WHAT YOU SHOULD DO ->
Write down every entry once more, exactly as it reads.

EXTRACTED INFORMATION ->

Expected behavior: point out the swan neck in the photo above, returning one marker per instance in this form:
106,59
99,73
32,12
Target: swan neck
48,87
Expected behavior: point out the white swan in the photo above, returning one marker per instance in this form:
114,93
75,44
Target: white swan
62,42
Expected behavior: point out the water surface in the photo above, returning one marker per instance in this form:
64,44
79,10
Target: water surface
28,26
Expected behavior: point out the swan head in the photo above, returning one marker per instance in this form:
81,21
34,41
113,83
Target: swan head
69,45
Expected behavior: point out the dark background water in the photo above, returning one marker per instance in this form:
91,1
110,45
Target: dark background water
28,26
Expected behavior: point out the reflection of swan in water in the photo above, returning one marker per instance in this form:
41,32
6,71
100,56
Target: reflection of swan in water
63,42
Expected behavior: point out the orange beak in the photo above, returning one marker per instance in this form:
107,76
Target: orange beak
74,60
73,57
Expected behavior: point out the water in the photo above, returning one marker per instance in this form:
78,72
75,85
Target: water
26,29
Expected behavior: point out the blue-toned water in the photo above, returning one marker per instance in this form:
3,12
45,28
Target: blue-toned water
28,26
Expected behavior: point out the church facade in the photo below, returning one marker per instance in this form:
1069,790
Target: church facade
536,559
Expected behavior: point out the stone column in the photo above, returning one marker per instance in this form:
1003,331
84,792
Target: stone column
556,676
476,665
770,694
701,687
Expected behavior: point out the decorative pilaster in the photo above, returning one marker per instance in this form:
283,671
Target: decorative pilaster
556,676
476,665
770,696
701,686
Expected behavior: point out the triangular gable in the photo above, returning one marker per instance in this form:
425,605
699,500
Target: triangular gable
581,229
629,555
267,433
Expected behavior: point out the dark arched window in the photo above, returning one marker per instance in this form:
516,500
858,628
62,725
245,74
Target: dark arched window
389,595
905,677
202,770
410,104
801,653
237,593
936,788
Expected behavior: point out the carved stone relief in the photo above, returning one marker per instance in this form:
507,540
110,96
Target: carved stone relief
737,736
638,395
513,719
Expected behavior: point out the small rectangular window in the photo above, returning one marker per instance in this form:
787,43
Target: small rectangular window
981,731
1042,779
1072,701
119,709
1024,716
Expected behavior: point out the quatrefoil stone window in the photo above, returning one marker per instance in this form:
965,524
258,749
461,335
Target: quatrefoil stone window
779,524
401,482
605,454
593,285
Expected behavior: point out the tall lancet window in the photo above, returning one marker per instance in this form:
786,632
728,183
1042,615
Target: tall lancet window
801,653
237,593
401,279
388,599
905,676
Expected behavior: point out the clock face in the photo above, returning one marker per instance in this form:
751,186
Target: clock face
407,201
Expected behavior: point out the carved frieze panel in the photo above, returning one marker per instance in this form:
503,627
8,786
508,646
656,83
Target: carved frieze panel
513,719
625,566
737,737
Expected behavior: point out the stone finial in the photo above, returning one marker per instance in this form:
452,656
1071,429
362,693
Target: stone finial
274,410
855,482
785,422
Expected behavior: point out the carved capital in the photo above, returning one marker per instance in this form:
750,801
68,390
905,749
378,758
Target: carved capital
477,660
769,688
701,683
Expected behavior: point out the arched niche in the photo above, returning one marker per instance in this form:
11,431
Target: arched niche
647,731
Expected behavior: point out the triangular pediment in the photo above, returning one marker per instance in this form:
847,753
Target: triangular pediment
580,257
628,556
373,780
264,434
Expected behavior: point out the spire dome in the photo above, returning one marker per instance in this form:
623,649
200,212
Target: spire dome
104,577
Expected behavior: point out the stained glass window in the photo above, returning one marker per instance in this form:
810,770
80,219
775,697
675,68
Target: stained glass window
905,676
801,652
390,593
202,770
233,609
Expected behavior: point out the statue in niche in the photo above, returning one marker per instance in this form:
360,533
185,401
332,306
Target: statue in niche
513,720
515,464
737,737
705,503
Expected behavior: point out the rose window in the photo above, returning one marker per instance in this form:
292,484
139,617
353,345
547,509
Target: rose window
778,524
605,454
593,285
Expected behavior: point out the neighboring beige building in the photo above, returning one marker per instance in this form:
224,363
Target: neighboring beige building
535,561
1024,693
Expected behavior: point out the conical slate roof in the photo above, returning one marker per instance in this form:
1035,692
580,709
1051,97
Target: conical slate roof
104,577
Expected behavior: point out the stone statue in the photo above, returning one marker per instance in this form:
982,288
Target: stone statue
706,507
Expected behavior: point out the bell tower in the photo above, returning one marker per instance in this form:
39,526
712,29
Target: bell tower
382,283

OUTPUT FOR THIS EXERCISE ->
Expected behavior: point out the swan neck in the photo above, returning one marker per instance in this form:
106,59
99,73
32,12
Target: swan neck
48,87
Expected behavior: point out the white swan in the photo above, returning one marker per instance in this form:
114,93
75,44
Target: white swan
62,42
Expected behavior: point out the water surface in the photo above, returning one marker per instance in this form:
64,44
79,10
Target: water surface
28,26
Expected behavior: point out the swan head in the photo above, returning one marker per instance in this form:
81,21
34,41
113,83
Target: swan head
69,45
Expected behavior: point out the dark background water in the photo above, returning one marker per instance in this form:
91,1
110,45
Target: dark background water
28,26
Expected behavior: point out the reflection of swan in water in the photo above, returning one marker per instance in this form:
41,32
6,71
100,56
Target: reflection of swan in water
63,42
Expected behavior: point out the orange beak in the photo above, returning one marker per instance in this form:
107,76
Target: orange beak
74,60
73,57
Expected behavior: point out the water in the photo above, returning one marker per instance in this form:
78,72
75,85
Target: water
26,29
Expected behavior: point out the blue-toned water in the photo above, returning one marker per instance in this form:
3,12
45,28
Target: blue-toned water
28,26
Expected behavior: point out the church facade in the photo below, returning one marker per instance in this form:
1069,790
Target: church facade
536,559
Expected behavior: point out the stone column in the photo above, returning one marker per instance in this form:
1003,331
84,792
Target: stone column
556,676
476,665
770,694
701,687
Expected behavior: point out the decorative pilaster in the photo above, returning one marker per instance in this form:
283,671
Target: decorative pilaster
556,676
476,665
770,696
701,686
Expected behavior: point out the triangular gable in the photo above, returning one marker per instance in this form:
425,605
699,500
Target: triangular gable
581,229
629,555
267,433
Expected behavior: point out the dark arched window in the photo above, returning one marker per instance in this form:
516,500
858,628
62,725
245,74
Target: dark arched window
389,595
905,677
202,770
410,104
801,653
237,593
936,788
Expected behavior: point out the carved stone relief in the photo above, returning one marker per instance in this form:
507,540
110,96
Target: carved stone relief
737,736
638,395
513,719
Expected behavior: point out the small rectangular window in the photo above, returning one marker per instance in this form:
787,43
Target: small rectangular window
981,731
1042,779
1072,701
119,709
1024,716
Expected behavior: point out the quatrefoil stone window in the photo above, returning one marker per instance in this form:
965,524
258,749
461,335
Target: quatrefoil stone window
779,524
401,482
605,454
593,285
Expected behavior: point out the tall lancet window in the photo above, returning one marker per instance in this form:
786,632
728,183
1042,615
Target: tall lancet window
801,653
237,593
401,279
388,599
905,676
Expected behavior: point out the clock face in the photo above, returning one marker per instance in this form:
751,186
Target: clock face
407,201
Expected behavior: point out the carved frieze panel in the photo above, returning one marker per instance in this form:
503,627
8,786
508,646
656,83
Target: carved frieze panel
513,719
625,566
737,737
Expected behavior: point out the stone finial in the photo above, returning one marker per instance in this form:
452,656
1071,429
362,693
Target: stone finial
274,410
855,482
785,422
Expected behavior: point out the carved capital in the photo above, returning one marker per instance in this form:
750,801
68,390
905,749
378,758
Target: carved capital
477,660
769,688
701,683
Expected behavior: point out the arched niche in the photo above, returning one marker per instance in this form:
11,431
Target: arched niche
647,731
Expected behavior: point out the triangular pediment in the photo above, returning one marker per instance in this form:
847,753
Target: triangular pediment
580,257
628,556
373,780
264,434
Expected behavior: point out the spire dome in the photo above, returning one marker per instance in this form:
623,649
200,212
Target: spire dome
104,577
Expected behavior: point out the stained glass window in the photo above, returning one marker per instance in this form:
810,770
80,219
775,697
675,68
Target: stained glass window
905,676
801,652
390,593
202,770
233,609
Expected behavior: point out the statue in niche in the photo above, returning one marker per instance in this form:
360,533
185,401
332,306
Target: statue in niche
513,720
515,464
737,737
705,503
Expected behavior: point out the rose window in the photo above, returning one marker per instance in this form:
292,484
139,617
353,345
547,509
Target: rose window
778,524
605,454
593,285
Expected behavior: point out the neighboring beige building in the photo above, returning one marker per instance in this form:
224,363
Target: neighboring beige building
535,561
1024,693
Expected behavior: point out the conical slate roof in the photo above, returning one marker per instance in this form:
1035,692
580,709
1051,97
Target: conical slate roof
104,577
Expected behavior: point out the stone statue in the photo above, returning one marker per instance in this form:
982,288
Target: stone statue
706,507
Expected behavior: point out the bell tower in the photo above, returning one marker per instance in this form:
39,526
712,29
Target: bell tower
382,283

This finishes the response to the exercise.